DOCUMENT TEXT.
■ ■ ■ ■ ■

The Secretary relied on the theory of equitable tolling, citing Bonham v. Dresser Industries, Inc., 569 F.2d 187 (3d Cir. 1977), cert. denied, 439 U.S. 821, 99 S.Ct. 87, 58 L.Ed.2d 113 (1978). On appeal, he invokes Hart v. J. T. Baker Chemical Corp., 598 F.2d 829 (3d Cir. 1979), as additional support for his ruling. In those cases, we held that the time periods set for filing complaints under the Age Discrimination in Employment Act and Title VII of the Civil Rights Act of 1964 are not jurisdictional insofar as noncompliance would defeat an action regardless of the equities in a given case. We continue to adhere to that view and see no reason to adopt a different rule with respect to the limitation period prescribed by the Toxic Substances Control Act. We agree with the Secretary that the statute is remedial and should be given a construction consistent with its objectives.


In Electrical Workers v. Robbins & Myers, Inc., 429 U.S. 229, 97 S.Ct. 441, 50 L.Ed.2d 427 (1976), the Court concluded that the utilization of grievance procedures under a collective bargaining agreement did not toll the time period for filing a complaint with the EEOC under Title VII. The fact that the Court discussed the concept of "tolling" the limitations period is, we believe, consistent with our holdings that such periods are more like statutes of limitations than jurisdictional bars. In the absence of any evidence that the thirty-day period was intended to be a prerequisite to the exercise of jurisdiction by the Secretary of Labor, we conclude that the analogy to a statute of limitations should control.

■ ■ ■ ■ ■

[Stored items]
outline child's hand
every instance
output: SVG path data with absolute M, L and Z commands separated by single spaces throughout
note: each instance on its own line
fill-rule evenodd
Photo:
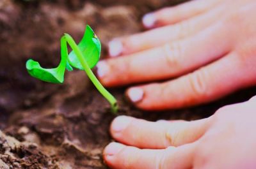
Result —
M 104 152 L 118 169 L 256 168 L 256 98 L 199 121 L 148 122 L 121 116 Z M 130 145 L 130 146 L 127 146 Z
M 255 0 L 198 0 L 147 15 L 146 27 L 166 26 L 111 41 L 99 79 L 111 87 L 177 77 L 127 90 L 145 110 L 209 102 L 255 85 Z

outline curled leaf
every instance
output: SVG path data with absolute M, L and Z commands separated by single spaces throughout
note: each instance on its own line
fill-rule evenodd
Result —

■ ■ ■ ■ ■

TASKS TO CARRY OUT.
[1] Quote the opinion excerpt from "In Electrical Workers" to "limitations should control.".
[2] According to the opinion excerpt, why does the court treat the thirty-day period like a statute of limitations rather than a jurisdictional bar?
[3] Check each statement against the opinion excerpt and answer yes or no, quoting the deciding words: (a) The Secretary relied on equitable tolling and cited Bonham v. Dresser Industries. (b) In Electrical Workers v. Robbins & Myers, the Court held that using grievance procedures tolled the time for filing with the EEOC. (c) The court agrees with the Secretary that the statute is remedial.
The records have no connection to the opinion excerpt.

RESPONSES BY TASK.
[1]
In Electrical Workers v. Robbins & Myers, Inc., 429 U.S. 229, 97 S.Ct. 441, 50 L.Ed.2d 427 (1976), the Court concluded that the utilization of grievance procedures under a collective bargaining agreement did not toll the time period for filing a complaint with the EEOC under Title VII. The fact that the Court discussed the concept of "tolling" the limitations period is, we believe, consistent with our holdings that such periods are more like statutes of limitations than jurisdictional bars. In the absence of any evidence that the thirty-day period was intended to be a prerequisite to the exercise of jurisdiction by the Secretary of Labor, we conclude that the analogy to a statute of limitations should control.

[2] No evidence shows that the thirty-day period was intended to be a prerequisite to the Secretary of Labor's exercise of jurisdiction. Because of that, the court concludes that the analogy to a statute of limitations should control.

[3]
(a) Yes: "The Secretary relied on the theory of equitable tolling, citing Bonham v. Dresser Industries, Inc."
(b) No: "the utilization of grievance procedures under a collective bargaining agreement did not toll the time period for filing a complaint with the EEOC under Title VII"
(c) Yes: "We agree with the Secretary that the statute is remedial"